Start of Information given
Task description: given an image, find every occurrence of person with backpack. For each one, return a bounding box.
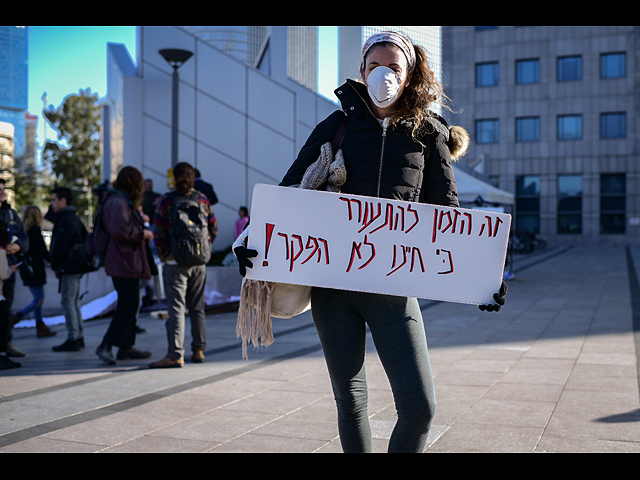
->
[149,162,218,368]
[13,205,58,338]
[94,166,153,365]
[46,187,87,352]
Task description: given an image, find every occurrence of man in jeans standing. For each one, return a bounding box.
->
[149,162,218,368]
[51,187,86,352]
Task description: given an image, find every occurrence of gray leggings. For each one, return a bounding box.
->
[311,288,436,453]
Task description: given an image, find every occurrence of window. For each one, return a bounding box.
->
[558,175,582,234]
[476,62,500,87]
[600,173,626,234]
[558,115,582,140]
[516,117,540,142]
[516,175,540,233]
[476,118,500,143]
[600,52,627,78]
[558,55,582,82]
[600,112,627,138]
[516,58,540,85]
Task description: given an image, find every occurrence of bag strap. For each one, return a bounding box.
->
[331,115,349,155]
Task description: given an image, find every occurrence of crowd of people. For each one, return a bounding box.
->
[0,162,225,370]
[0,32,507,452]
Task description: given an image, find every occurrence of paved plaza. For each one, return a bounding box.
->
[0,246,640,453]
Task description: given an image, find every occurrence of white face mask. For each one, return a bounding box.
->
[367,66,400,108]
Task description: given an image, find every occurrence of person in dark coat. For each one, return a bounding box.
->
[13,205,57,338]
[47,187,87,352]
[0,178,29,366]
[96,167,153,365]
[234,32,504,452]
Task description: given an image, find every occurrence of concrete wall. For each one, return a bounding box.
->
[106,27,339,250]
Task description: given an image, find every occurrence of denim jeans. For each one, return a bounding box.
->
[311,288,436,453]
[18,285,44,323]
[0,275,16,352]
[60,273,84,340]
[162,263,207,360]
[104,277,140,348]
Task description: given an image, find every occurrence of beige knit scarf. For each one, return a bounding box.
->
[236,142,347,359]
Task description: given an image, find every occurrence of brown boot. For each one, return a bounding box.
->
[191,347,204,363]
[36,323,58,338]
[149,357,184,368]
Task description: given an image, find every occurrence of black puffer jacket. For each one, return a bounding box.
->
[280,80,468,207]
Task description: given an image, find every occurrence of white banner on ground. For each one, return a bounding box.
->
[247,185,511,305]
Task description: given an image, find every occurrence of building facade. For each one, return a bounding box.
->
[180,25,318,92]
[0,26,28,164]
[442,26,640,244]
[103,26,339,249]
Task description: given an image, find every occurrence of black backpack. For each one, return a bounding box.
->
[171,192,211,267]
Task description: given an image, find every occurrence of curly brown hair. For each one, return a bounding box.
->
[360,42,451,140]
[113,166,144,208]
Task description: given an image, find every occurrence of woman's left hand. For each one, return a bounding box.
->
[478,280,508,312]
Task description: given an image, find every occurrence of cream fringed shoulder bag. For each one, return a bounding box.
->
[232,115,349,358]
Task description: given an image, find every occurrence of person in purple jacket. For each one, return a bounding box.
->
[96,166,153,365]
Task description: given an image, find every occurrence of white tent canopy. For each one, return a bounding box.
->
[453,165,515,205]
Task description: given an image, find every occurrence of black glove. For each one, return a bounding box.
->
[233,247,258,277]
[478,280,508,312]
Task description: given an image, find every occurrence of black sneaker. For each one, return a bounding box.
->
[96,347,116,365]
[51,339,80,352]
[0,355,22,370]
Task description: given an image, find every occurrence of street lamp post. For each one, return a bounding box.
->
[158,48,193,166]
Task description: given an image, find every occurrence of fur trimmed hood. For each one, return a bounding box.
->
[447,125,471,162]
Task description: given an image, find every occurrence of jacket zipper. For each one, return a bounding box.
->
[376,118,389,197]
[345,81,389,197]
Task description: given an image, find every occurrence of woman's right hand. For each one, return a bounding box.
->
[232,229,258,277]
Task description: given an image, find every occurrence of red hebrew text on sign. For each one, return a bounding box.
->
[247,185,511,304]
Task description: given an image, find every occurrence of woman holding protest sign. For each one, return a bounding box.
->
[234,32,506,452]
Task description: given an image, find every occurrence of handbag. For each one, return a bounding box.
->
[234,115,349,358]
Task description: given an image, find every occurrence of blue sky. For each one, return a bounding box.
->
[28,26,338,156]
[27,26,136,155]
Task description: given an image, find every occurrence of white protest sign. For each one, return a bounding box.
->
End of Information given
- [Aim of the exercise]
Reproduce every one of the rows above word for word, omitting the pictures from your answer.

- [Exercise solution]
Task description: given an image, find every occurrence of person with backpack. For each one, return a bounding box.
->
[149,162,218,368]
[13,205,58,338]
[94,166,153,365]
[46,187,87,352]
Task description: given an image, find every occurrence of man in jeans standing. For each one, return a bounding box.
->
[149,162,218,368]
[51,187,86,352]
Task description: given an image, find every occurrence of gray leggings. For each one, return a bounding box.
->
[311,288,436,453]
Task description: given an image, find every occurrence of window. For each one, return a bounding box.
->
[558,175,582,234]
[476,62,500,87]
[600,173,626,234]
[558,115,582,140]
[516,117,540,142]
[516,175,540,233]
[476,118,500,143]
[600,52,627,78]
[558,55,582,82]
[600,112,627,138]
[516,58,540,85]
Task description: given an image, find every occurrence of bag strap. For each one, return a bounding box.
->
[331,115,349,155]
Task description: given an image, find every occurrence of crowd of people. For each one, return a bounding box.
->
[0,162,225,370]
[0,32,507,452]
Task description: given an image, find every occurrence of paved plaza. For each one, return a bounding box.
->
[0,246,640,453]
Task description: given an image, find every occurrence of white face mask. For each one, return a bounding box.
->
[367,66,400,108]
Task description: given an image, find every occurrence of person in dark coat. For each one, return a bounding box.
->
[13,205,57,338]
[47,187,87,352]
[0,178,29,366]
[96,167,153,365]
[234,32,504,452]
Task description: given an image, find every occurrence of concrete wall. For each one, return a bounding box.
->
[106,27,339,250]
Task description: given an image, find every occurrence of denim jeans. For each one, return a bounding box.
->
[311,288,436,453]
[18,285,44,323]
[0,275,16,352]
[60,273,84,340]
[162,263,207,360]
[104,277,140,348]
Task description: given an image, find every occurrence of beige knit scarf. For each one, return a bounding box.
->
[236,142,347,359]
Task description: given an image, find every occurrence of brown boot. For each one, return a bounding box.
->
[191,347,204,363]
[36,323,58,338]
[149,357,184,368]
Task description: given an image, find every occurrence of black puffer jacket. For each one, return a bounding box.
->
[280,80,468,207]
Task description: given an image, find every occurrence of white banner on ground. For each one, return a bounding box.
->
[247,185,511,305]
Task description: given an image, find every occurrence of building facade. For each one, return a bounding box.
->
[180,25,318,92]
[0,26,28,164]
[442,26,640,244]
[103,26,339,249]
Task description: given an image, find every occurrence of black backpack. For each one, return a bounding box.
->
[171,192,211,267]
Task description: given an image, find every occurrence of curly brown hair. For each one, return a bounding box.
->
[360,42,451,140]
[113,166,144,208]
Task description: given an image, find every occurrence of woman's left hand. For each one, return a bounding box.
->
[478,280,508,312]
Task description: given an image, find every occurrence of cream fringed shoulder bag. For each one, return a bounding box.
->
[232,115,349,358]
Task description: given an image, find every occurrence of person in purple jacket. For each one, return a bounding box.
->
[96,166,153,365]
Task description: given an image, find every occurrence of white tent canopy. For each one, return a bounding box.
->
[453,165,515,205]
Task description: given an image, find every occurrence of black glove. For each one, return a bounding box.
->
[233,247,258,277]
[478,280,508,312]
Task description: given an image, find every occurrence of black sneaker. For each one, return a bounding box.
->
[96,347,116,365]
[51,339,80,352]
[0,355,22,370]
Task description: given an image, find every occurrence of street lamp post. For each one, return a bounding box.
->
[158,48,193,166]
Task description: given an image, find every occurrence of fur trimmed hood. For each one, return a bounding box.
->
[447,125,471,162]
Task description: given an image, find every occurrence of jacket zipper. For each one, return a bounding box.
->
[376,118,389,197]
[345,81,389,197]
Task description: given an image, find every occurrence of woman's right hand. For each one, return a bounding box.
->
[232,229,258,277]
Task description: given an image, find every occurrence of red hebrew text on sign. For each one, return a bounding box.
->
[247,185,511,304]
Task description: given an image, find every occurrence of woman holding protest sign. For each one, return a bounding box.
->
[234,32,506,452]
Task description: given an image, find every occurrence of handbag. For each one, return a bounding box.
->
[234,115,349,358]
Task description: given an image, find every occurrence of blue sky. For each one, return a bounding box.
->
[28,26,338,156]
[27,26,136,155]
Task description: given an image, find every occurrence of white protest sign. For each one, return a bounding box.
->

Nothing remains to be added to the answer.